═══ Passage for review ═══

In “Sweet Dreams: Confectionery Sculpture,” at the Lyman Allyn Art Museum, Anton will show 35 of his outsized, hyperrealistic works, including several pieces he created specifically for the exhibition. The show opens this Saturday, July 18, and will run through October 18. 

Peter Anton installs upcoming show at the Lyman Allyn
(Courtesy of the Lyman Allyn)

Anton’s work includes an immense box of mixed doughnuts — powdered, jelly, glazed with jimmies, chocolate frosted, honey glazed — with shadows of icing and sugar where a few once rested. Huge, colorful layer cakes, with slices gone, sit atop cake pedestals. Three stacked doughnuts create a pillar topped with a cherry and whipped cream. Massive samplers hold individually decorated chocolates each in its own pleated paper holder. 

Anton said that as a child he created sculptures out of food using empty containers and kitchen scraps, but that he never planned to be an artist. 

“I was always assembling things and making my own toys, making structures and building things. I liked different materials and I liked thinking about it,” he said. “I never went to art school because I didn’t want to be an artist. I knew a lot of artists and they were always depressed and complaining and always miserable because they couldn’t get a gallery or sell their work. It was really very dark, I wasn’t interested, so I put it out of my head.” 

Anton studied filmmaking at University of Bridgeport and later taught himself how to work with materials and processes, partly because no one was teaching what he wanted to know. 

“There were no manuals or books. I could never find out how to make things look real so I had to develop all of it on my own,” he said.  

He started searching for materials at hardware stores and moved on to art supply shops.

“Then I started to find out about resins and how to use them and polyurethane,” he said. “I started learning how to manipulate all the different kinds of resins and temperatures. Just on and on experimenting, that’s how I started.” 

Some experiments worked, others didn’t. 

“Once, I was making a cherry danish. It was when I was first starting and I turned around and I smelled smoke and the cherry danish exploded,” he said. “It was on fire, don’t ask me how it happened. It was on fire, smoke was coming out of the cherry section. That was a learning thing.” 

Anton evolved his methods, sculpting with wood, metal, plaster, resin and oil and acrylic paints. 

“With a lot of my work you have to be a bit of an engineer to make them work, to make them physically strong enough to be carried and to be shipped. There are a lot of technical things that people never think about,” he said. 

The size of memories 

Anton said he started experimenting with scale because he felt food didn’t get enough respect, especially in the art world. 

“I wanted to immortalize it. Make it monumental. Make it important. Make it larger than life,” he said. “So, it’s bigger than standard food, so it would command attention and force people to think about their relationships with food.” 

He said he noticed early on that when viewers were in front of a giant ice cream cone, for example, they were transformed “instantly to their childhood or their earliest memories.”

“I noticed people started telling me their personal stories, right from my first art exhibition. I’ve heard hundreds of them, how they would spend their summer somewhere  and their grandfather would always stop the ice cream truck. A lot of people tear up,” he said. “They have these deep emotional ties to certain foods especially at certain times of the year.”

Peter Anton installs upcoming show at the Lyman Allyn
(Courtesy of the Lyman Allyn)

Anton explained that food has the power to evoke sensory memories and connections with places and people.

═══ Given data ═══

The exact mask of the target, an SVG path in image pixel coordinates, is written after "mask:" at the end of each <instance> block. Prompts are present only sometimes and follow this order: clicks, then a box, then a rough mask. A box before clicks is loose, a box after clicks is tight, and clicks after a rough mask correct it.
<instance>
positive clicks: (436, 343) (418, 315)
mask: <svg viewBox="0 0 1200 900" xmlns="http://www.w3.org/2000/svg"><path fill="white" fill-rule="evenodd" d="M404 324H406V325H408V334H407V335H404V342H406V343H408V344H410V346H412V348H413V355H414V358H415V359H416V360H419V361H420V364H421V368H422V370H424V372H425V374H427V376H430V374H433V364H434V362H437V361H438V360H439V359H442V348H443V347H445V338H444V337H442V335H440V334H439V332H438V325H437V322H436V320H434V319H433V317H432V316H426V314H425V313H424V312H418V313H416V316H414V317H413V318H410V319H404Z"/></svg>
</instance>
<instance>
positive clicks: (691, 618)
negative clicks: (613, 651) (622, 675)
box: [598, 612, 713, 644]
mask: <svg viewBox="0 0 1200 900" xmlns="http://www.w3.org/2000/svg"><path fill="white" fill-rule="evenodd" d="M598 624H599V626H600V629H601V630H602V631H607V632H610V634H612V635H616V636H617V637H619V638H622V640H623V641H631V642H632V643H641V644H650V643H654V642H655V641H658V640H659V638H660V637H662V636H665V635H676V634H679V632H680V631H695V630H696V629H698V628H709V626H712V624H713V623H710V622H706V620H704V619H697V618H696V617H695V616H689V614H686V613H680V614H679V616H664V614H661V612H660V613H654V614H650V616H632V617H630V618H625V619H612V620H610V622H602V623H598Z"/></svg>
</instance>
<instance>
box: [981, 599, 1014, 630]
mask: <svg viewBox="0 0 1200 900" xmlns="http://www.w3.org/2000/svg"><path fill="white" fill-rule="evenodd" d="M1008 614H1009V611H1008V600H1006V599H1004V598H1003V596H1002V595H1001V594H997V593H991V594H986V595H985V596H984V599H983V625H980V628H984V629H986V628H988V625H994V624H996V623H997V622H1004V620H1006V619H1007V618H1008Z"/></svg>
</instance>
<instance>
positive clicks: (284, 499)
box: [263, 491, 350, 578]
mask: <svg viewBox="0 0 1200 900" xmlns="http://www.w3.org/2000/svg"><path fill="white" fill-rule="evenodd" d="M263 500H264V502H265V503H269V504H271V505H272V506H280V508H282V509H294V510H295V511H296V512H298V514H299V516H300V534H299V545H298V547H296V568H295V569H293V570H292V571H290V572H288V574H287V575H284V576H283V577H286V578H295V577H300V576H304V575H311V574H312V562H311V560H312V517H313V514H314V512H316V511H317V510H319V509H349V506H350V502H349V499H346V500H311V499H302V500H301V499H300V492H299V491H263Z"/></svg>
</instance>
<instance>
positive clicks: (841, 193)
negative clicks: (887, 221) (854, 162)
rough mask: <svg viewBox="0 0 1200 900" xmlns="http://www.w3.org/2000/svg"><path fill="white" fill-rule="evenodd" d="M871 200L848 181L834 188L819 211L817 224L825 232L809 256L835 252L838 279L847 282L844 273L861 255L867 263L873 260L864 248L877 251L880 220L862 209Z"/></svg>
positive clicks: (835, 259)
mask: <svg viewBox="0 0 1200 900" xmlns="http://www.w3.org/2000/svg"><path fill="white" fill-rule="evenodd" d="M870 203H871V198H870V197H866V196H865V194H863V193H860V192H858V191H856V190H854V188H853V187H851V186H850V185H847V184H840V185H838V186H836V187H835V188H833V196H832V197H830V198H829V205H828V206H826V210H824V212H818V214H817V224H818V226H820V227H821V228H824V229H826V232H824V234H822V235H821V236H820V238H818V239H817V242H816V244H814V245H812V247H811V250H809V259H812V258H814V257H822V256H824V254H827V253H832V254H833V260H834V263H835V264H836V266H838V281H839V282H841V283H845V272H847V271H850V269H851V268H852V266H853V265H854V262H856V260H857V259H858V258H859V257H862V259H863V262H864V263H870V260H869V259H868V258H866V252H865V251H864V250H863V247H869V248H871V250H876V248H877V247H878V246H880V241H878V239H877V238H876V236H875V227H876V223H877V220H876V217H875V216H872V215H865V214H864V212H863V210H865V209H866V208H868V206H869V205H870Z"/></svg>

═══

#### [What you will do]
Can you copy the stretch of the article on Peter Anton's food sculptures from "Anton evolved his" through "the art world.", word for word?

#### [Task answer]
Anton evolved his methods, sculpting with wood, metal, plaster, resin and oil and acrylic paints. 

“With a lot of my work you have to be a bit of an engineer to make them work, to make them physically strong enough to be carried and to be shipped. There are a lot of technical things that people never think about,” he said. 

The size of memories 

Anton said he started experimenting with scale because he felt food didn’t get enough respect, especially in the art world.